Even when the answer is “no” to these primary questions, researchers can learn a lot from negative trials, and the results will inform further research. Once a trial is over and that one result is recorded, however, the data is archived and researchers move on.
But what if you could take data from dozens of trials conducted by different pharmaceutical companies and academic medical centers and discover something new that helps prevent prostate cancer? Or more quickly cures breast cancer?
Until those datasets are dusted off, tossed together and re-explored, we’ll never know. And that’s exactly why efforts like PDS are important. They bring to the surface a gold mine of undiscovered potential, and until that information is explored, we can only guess what answers lie inside of it.
Results like those from Scher and his team are just the beginning. When more data is added and analyzed from even more trials, researchers can collaborate to find answers no one would even consider asking within the scope of a single trial.
One of things I was impressed with at the beginning of the Project Data Sphere initiative is that it got multiple companies to come to the table. Just getting them together allows them to form relationships and meaning behind the data.
Patty Spears - Researcher and Cancer Patient Advocate
Patient advocates support data sharing
But how do patients feel about using clinical trial data for purposes beyond the trial? According to patient advocates who’ve signed A Resolution to Share Legacy Cancer Clinical Trial Data, cancer patients are informed about the risks of data sharing and eager to see researchers do more with their data.
After all, most cancer patients enroll in clinical trials for two reasons:
- They want access to new treatments that could benefit their health.
- They have a sincere interest in moving the science forward to save the lives of other patients.
“It’s not easy to get on a trial, to find one that fits where you are in your treatment and fits the cancer you have. Those who get on trials are very motivated. They really want to do it for themselves and for other patients,” says Patty Spears, a breast cancer survivor, a research scientist and patient advocate.
Some clinical trial patients put a lot of time and effort into their participation in clinical trials. For example, Spears travelled from Raleigh, NC, to Seattle monthly for a trial she participated in after she was treated for cancer in 1999.
“The trial system takes so long to complete one trial to test one drug,” says Spears. “If you can pool that data to get an inkling of where to go next, maybe there’s something to glean from that. Patients are very collaborative. Using data regardless of the outcome of the trial would be amazing.”

Record excerpts
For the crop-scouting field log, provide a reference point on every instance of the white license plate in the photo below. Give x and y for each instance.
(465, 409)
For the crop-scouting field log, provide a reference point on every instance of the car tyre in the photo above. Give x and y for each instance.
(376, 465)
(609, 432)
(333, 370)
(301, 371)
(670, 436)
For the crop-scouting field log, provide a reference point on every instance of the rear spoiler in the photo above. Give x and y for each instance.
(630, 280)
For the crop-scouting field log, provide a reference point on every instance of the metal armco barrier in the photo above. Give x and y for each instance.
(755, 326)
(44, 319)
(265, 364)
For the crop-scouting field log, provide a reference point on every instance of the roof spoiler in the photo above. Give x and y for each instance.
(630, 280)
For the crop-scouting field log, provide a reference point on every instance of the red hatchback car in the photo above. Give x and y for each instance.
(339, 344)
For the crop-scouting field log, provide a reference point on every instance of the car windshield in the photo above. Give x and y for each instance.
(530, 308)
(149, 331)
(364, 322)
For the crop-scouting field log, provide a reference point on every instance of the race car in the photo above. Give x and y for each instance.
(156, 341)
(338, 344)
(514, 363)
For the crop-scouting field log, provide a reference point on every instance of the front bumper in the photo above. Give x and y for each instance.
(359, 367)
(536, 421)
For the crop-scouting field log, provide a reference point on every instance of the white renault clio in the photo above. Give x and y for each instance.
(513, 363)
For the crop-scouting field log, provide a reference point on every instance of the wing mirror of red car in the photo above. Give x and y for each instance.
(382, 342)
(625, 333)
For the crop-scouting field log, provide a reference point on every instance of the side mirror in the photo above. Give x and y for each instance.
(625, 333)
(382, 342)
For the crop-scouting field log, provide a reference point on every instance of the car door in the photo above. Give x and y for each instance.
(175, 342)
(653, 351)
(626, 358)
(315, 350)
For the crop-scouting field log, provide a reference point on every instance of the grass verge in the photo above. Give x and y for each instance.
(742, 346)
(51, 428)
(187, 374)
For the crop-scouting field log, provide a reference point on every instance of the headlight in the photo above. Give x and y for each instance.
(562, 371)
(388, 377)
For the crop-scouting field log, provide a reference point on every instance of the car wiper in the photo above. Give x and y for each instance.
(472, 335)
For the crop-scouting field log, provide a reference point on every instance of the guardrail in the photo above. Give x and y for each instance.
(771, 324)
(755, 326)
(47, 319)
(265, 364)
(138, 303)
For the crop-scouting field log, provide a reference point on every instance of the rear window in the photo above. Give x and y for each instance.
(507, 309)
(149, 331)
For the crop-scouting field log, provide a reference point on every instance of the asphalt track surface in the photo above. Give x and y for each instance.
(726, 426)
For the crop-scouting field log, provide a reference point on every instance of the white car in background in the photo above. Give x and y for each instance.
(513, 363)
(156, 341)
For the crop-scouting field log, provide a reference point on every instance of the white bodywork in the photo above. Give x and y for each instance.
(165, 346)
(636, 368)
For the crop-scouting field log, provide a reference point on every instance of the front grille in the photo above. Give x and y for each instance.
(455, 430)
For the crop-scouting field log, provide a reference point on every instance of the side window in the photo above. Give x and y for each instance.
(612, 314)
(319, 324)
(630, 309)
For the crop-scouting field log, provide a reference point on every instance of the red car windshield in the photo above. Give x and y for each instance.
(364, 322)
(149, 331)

Brief A
Do these statements agree with the passage on clinical trial data sharing? Answer yes or no for each, and quote the words of the passage that decide it.
(i) Once a trial is over, its data continues to be actively reanalyzed.
(ii) Spears made monthly trips from Raleigh, NC, to Seattle for a trial.
(iii) According to the passage, most cancer patients enroll in clinical trials for three reasons.
Brief B
Write out the passage on clinical trial data sharing word for word, from "But what if" up to and including "cures breast cancer?".
Brief C
Extend the passage on clinical trial data sharing by continuing from its last sentence.

Exercise output A
(i) No: "the data is archived and researchers move on."
(ii) Yes: "Spears travelled from Raleigh, NC, to Seattle monthly for a trial she participated in after she was treated for cancer in 1999."
(iii) No: "most cancer patients enroll in clinical trials for two reasons"

Exercise output B
But what if you could take data from dozens of trials conducted by different pharmaceutical companies and academic medical centers and discover something new that helps prevent prostate cancer? Or more quickly cures breast cancer?

Exercise output C
Spears says the patients she works with want their data to be used as much as possible. One man told her, “I don’t care if you put my genome on the side of a bus. If it helps cure the next patient, I’m all for it.”
Sometimes, there’s benefit not just in bringing the data together – but also in bringing people together. “One of things I was impressed with at the beginning of the Project Data Sphere initiative is that it got multiple companies to come to the table,” says Spears. “Just getting them together allows them to form relationships and meaning behind the data.”
Spears says she’s seen more openness and meaningful conversations between companies that are normally seen as competitors as a result of breaking down barriers through PDS.
Moving the science forward
Clinical trials serve many purposes. For pharmaceutical companies, they’re an important tool for bringing new drugs to market. For cancer patients, they offer hope for improved health and access to new treatments. For all of us, they help move medical science forward – with the ultimate hope of curing and preventing disease.
As the science becomes more complex, especially in the age of precision medicine and genomic testing, the more data we have to apply to the problem, the better.
With PDS, the hope is that data sharing and collaboration will give researchers more options for testing new ideas and exploring new ways to fight cancer.
“There's a ton of information that's just left on the table, and it’s routine stuff that nobody pays attention to,” says Scher. “Data sharing can draw attention to connections between different commonly measured things that you would just never see otherwise. It can change your whole thinking about where to focus.”